- _Stated exercise_
In the entries below, return everything from the line containing "# test: pointer drops one pin on the white baseball" down to the last line of the entries, both ends included, reproducing each line without any change.

Collected data:
··········

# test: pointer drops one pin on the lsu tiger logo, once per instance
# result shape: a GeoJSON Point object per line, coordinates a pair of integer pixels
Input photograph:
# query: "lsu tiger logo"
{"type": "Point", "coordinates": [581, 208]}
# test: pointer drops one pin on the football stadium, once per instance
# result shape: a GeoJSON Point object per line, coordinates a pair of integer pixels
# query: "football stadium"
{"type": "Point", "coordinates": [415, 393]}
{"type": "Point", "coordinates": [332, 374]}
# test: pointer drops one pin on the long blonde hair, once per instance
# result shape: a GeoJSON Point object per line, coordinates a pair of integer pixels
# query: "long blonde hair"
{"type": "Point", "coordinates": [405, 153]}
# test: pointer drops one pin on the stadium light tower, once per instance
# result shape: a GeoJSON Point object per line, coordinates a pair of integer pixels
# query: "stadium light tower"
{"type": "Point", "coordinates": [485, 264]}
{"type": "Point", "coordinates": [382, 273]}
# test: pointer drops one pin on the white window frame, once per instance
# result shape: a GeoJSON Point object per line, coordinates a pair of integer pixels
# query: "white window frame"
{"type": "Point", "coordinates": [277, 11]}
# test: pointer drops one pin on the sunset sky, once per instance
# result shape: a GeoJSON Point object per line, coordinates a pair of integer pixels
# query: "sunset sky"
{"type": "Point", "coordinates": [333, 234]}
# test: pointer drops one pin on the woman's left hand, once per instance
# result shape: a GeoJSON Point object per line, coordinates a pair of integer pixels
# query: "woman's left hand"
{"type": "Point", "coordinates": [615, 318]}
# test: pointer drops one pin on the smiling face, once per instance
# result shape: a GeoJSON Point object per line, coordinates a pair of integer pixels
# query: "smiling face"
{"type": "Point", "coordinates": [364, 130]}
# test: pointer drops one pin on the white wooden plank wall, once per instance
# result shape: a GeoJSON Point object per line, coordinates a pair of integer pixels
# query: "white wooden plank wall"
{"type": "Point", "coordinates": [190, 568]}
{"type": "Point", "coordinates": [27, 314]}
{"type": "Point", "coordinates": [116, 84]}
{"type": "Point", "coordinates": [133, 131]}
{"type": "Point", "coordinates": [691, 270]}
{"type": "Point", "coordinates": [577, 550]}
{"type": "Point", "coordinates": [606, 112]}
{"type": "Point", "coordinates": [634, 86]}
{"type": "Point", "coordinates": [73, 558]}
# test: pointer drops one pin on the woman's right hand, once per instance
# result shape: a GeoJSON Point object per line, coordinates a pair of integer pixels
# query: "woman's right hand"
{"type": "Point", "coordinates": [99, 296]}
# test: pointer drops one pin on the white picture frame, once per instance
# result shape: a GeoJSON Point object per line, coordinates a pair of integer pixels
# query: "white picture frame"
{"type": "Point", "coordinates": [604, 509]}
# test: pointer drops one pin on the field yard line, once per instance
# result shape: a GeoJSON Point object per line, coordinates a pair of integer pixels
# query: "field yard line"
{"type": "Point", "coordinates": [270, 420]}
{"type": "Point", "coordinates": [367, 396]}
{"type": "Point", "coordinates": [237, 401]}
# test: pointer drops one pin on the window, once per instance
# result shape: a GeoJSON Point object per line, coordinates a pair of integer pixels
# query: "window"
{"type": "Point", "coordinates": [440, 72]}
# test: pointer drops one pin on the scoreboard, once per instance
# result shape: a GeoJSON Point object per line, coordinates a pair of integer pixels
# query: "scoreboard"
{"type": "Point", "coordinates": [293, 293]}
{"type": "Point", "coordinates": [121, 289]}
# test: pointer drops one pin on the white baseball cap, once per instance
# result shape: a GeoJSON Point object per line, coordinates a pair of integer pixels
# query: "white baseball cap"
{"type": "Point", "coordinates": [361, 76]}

··········

- _Solution for this problem_
# test: pointer drops one pin on the white baseball cap, once per instance
# result shape: a GeoJSON Point object per line, coordinates a pair of integer pixels
# query: "white baseball cap"
{"type": "Point", "coordinates": [361, 76]}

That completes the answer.